* begin Data section *
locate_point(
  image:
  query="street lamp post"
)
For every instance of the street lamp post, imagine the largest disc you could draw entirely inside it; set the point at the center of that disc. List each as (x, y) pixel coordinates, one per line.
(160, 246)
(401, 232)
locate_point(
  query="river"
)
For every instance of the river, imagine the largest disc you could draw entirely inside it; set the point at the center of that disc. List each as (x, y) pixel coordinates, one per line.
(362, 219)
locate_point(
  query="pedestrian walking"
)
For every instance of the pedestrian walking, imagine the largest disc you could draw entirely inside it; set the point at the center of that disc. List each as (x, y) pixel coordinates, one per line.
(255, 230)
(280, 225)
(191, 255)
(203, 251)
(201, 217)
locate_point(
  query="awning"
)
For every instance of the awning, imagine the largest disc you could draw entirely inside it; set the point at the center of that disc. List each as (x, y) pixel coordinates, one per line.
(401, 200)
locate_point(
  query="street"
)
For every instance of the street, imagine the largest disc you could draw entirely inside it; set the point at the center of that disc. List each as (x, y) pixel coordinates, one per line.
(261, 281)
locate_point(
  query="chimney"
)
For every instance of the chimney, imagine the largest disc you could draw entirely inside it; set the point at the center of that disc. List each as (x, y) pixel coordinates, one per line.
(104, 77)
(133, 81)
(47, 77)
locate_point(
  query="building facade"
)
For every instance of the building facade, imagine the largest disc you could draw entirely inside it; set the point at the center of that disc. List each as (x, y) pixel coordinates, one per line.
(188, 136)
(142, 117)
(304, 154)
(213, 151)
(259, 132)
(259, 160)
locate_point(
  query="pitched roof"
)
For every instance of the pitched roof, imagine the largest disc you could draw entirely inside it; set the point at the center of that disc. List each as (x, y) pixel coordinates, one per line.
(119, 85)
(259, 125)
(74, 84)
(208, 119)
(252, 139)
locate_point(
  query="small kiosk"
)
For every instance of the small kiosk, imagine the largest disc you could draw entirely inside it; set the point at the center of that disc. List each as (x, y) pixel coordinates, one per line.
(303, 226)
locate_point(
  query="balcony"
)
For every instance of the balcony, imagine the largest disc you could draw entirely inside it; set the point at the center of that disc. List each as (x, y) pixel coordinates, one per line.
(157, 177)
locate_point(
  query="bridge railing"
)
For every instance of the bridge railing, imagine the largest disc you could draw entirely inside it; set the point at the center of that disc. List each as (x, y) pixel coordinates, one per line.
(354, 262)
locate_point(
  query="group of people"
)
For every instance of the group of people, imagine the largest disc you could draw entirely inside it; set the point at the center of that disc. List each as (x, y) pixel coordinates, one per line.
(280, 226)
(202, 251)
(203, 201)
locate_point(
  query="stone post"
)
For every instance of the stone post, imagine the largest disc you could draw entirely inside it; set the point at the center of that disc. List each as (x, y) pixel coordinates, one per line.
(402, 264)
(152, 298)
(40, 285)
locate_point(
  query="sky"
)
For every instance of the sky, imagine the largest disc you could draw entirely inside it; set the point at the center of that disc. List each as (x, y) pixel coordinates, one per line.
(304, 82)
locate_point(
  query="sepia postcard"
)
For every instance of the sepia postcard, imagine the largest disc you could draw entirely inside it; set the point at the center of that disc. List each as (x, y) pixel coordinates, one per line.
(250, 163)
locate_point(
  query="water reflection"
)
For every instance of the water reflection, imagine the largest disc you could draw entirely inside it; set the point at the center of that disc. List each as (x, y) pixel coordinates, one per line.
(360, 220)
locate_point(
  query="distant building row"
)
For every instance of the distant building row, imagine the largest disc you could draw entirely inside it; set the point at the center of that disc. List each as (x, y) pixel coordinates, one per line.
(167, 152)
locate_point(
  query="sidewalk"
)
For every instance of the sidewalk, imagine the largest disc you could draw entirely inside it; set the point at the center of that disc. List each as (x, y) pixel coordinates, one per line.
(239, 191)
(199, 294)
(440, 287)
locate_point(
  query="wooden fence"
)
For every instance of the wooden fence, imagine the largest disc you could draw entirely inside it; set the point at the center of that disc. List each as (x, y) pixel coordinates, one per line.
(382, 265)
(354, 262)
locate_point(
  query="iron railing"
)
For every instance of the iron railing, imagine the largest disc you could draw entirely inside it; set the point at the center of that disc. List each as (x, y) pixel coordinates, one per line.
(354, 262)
* end Data section *
### What the exercise asks
Collect every line from the items above that contains the word "small".

### Complete output
  query="small kiosk"
For every instance of the small kiosk, imagine the largest disc you could draw entirely inside it; set the point at the center of that disc. List each as (x, y) pixel coordinates, one per line.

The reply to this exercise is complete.